== What is expected ==
Find every line in the records that holds the string "shallow". Copy each one.

== Extracted entries ==
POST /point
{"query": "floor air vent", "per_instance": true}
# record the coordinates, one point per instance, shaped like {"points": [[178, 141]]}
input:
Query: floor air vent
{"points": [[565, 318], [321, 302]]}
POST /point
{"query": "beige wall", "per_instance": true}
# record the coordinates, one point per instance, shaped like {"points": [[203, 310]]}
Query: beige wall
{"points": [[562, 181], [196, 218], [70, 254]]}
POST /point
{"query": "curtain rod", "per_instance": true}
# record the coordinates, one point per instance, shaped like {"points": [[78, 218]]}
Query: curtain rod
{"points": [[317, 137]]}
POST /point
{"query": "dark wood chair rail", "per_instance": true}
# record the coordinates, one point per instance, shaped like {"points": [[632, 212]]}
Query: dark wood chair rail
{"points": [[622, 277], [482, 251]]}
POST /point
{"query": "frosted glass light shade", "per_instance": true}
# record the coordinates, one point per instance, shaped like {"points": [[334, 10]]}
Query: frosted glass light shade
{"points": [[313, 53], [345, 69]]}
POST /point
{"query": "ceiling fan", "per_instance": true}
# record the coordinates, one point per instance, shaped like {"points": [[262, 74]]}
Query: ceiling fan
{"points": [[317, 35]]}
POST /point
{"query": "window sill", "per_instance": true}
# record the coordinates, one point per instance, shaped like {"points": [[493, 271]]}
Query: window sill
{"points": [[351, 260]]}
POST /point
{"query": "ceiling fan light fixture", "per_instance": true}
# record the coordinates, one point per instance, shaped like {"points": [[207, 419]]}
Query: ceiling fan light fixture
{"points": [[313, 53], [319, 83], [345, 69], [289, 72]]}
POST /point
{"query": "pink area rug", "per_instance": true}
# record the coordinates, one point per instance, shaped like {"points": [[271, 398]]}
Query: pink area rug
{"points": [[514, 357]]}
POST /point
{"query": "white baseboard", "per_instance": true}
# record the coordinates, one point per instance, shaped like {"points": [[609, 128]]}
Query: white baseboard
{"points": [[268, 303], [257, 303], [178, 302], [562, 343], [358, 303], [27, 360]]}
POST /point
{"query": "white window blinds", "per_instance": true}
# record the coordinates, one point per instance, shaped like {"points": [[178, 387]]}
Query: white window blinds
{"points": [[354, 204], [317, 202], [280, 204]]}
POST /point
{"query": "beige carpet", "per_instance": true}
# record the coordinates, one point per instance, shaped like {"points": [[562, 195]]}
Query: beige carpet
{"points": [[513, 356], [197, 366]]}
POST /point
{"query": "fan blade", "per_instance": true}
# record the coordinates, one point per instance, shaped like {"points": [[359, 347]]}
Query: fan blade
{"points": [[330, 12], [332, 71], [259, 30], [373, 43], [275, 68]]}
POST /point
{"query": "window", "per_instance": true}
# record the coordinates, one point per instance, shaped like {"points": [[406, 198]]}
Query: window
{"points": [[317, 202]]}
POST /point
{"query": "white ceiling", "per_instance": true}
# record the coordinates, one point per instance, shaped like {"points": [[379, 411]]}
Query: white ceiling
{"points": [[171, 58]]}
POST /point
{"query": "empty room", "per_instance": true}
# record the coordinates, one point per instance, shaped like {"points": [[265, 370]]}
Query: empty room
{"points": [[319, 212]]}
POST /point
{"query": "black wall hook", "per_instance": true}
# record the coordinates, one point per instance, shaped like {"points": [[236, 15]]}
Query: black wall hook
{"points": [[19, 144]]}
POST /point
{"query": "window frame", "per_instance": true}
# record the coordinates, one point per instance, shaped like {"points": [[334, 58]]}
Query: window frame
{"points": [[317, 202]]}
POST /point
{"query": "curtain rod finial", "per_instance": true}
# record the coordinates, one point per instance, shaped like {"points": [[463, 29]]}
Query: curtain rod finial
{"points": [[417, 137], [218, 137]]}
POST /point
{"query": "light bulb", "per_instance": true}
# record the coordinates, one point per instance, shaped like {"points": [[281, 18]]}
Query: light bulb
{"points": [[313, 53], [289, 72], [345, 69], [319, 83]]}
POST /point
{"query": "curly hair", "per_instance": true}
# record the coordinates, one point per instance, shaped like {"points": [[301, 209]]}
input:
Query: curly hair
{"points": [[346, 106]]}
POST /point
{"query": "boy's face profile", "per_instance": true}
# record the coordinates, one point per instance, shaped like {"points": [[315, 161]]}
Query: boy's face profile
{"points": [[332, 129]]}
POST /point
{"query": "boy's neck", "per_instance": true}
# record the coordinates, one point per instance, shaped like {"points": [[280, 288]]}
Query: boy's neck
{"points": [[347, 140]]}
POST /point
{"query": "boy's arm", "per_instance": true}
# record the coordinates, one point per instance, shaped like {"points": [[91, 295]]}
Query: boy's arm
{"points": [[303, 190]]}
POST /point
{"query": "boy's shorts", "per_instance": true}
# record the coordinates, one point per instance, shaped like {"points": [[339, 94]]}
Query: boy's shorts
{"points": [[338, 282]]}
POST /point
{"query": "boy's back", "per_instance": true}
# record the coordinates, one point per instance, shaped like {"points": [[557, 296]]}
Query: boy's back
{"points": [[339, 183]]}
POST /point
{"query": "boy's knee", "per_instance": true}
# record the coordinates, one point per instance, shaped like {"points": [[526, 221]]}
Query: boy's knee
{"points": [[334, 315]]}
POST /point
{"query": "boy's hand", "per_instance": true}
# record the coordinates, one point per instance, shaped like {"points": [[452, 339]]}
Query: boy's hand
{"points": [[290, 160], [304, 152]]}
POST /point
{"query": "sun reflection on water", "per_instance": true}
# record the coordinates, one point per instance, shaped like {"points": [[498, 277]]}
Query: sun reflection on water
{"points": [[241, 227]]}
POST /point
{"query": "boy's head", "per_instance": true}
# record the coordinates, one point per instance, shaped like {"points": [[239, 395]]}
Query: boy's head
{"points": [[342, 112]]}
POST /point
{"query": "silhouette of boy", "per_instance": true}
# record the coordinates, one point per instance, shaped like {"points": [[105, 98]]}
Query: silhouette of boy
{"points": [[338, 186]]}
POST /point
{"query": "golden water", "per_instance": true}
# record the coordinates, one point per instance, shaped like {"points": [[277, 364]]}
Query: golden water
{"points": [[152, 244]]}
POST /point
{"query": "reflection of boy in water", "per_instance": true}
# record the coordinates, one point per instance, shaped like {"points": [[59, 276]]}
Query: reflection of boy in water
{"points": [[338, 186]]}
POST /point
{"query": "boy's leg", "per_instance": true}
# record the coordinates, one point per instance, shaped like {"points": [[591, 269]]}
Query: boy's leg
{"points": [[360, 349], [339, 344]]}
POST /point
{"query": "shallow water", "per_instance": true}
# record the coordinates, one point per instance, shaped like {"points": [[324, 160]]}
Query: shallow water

== Solution to this task ==
{"query": "shallow water", "per_instance": true}
Query: shallow water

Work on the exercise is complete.